TASK OBJECTIVE →
Gather every line in the material below that contains the string "window", matching case exactly, and copy each line in full.

━━━━━━━━━━━━━━━━

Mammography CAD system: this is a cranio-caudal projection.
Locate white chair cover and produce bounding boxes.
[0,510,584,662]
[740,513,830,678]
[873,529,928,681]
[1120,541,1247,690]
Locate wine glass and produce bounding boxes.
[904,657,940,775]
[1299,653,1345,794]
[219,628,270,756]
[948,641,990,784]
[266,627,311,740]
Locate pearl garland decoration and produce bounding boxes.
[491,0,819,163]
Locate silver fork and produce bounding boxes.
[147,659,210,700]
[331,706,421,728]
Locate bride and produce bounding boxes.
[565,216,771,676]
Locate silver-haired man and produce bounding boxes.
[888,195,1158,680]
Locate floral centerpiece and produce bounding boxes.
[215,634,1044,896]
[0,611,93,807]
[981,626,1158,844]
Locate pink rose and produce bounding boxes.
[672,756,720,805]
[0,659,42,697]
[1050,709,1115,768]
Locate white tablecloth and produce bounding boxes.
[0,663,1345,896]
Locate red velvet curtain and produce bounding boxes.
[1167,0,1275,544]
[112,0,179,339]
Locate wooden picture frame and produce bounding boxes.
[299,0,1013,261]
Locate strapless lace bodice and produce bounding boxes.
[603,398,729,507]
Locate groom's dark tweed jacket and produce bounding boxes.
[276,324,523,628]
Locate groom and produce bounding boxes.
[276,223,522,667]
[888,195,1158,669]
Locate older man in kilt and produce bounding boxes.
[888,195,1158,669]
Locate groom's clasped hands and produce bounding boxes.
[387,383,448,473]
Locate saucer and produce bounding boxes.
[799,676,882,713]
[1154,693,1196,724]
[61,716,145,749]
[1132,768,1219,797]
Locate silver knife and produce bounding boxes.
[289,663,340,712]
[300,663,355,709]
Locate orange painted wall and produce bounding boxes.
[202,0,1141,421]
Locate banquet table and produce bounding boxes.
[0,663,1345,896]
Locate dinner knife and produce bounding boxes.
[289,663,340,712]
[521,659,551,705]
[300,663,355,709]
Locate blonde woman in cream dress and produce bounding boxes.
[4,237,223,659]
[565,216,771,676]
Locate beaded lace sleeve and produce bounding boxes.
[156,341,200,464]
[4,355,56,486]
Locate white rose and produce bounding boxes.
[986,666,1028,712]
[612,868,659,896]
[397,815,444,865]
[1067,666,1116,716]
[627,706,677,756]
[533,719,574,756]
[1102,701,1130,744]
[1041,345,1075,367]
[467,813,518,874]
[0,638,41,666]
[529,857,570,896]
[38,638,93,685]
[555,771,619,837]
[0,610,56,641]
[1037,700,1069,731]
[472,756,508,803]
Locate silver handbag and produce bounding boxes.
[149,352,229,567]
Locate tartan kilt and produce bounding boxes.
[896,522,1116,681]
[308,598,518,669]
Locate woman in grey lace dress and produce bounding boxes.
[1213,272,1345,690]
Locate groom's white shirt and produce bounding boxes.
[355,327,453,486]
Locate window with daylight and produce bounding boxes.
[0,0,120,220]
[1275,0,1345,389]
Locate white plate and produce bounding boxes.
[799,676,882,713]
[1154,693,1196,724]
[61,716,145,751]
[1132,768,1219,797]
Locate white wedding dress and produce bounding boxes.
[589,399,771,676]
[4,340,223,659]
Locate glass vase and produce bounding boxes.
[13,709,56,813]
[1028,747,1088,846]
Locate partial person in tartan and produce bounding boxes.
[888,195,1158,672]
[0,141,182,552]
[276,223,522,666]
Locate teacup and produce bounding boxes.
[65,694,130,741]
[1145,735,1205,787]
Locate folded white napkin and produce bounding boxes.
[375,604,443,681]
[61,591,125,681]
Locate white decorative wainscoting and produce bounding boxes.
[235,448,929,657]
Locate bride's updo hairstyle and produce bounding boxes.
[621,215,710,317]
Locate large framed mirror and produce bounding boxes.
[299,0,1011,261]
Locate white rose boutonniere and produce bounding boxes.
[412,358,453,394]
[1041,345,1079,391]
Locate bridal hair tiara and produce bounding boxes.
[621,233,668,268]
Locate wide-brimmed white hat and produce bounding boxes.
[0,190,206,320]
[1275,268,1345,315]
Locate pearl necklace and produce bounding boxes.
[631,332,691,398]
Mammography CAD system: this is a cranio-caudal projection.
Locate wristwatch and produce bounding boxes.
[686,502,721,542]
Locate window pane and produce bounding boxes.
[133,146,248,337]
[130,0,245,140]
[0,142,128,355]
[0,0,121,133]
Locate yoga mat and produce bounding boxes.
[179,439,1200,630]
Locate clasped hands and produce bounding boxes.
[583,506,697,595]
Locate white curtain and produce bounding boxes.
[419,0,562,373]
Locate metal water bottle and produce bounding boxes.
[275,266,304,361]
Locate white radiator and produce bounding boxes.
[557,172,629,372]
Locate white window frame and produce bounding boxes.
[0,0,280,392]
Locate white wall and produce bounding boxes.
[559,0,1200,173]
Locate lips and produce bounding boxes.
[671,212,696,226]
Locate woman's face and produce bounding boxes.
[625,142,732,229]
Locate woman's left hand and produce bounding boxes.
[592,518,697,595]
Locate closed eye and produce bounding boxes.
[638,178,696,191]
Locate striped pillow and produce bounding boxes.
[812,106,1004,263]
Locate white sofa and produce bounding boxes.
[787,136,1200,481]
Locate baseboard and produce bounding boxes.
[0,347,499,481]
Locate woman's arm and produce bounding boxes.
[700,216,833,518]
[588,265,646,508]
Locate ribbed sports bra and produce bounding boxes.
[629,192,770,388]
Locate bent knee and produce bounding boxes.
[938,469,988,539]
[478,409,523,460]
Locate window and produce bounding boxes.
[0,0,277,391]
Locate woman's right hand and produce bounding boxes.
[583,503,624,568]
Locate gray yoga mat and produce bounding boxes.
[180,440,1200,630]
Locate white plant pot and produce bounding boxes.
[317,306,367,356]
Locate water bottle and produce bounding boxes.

━━━━━━━━━━━━━━━━

TASK RESPONSE →
Locate window with daylight and produce bounding boxes.
Locate window pane and produce bounding boxes.
Locate white window frame and produce bounding boxes.
Locate window and produce bounding boxes.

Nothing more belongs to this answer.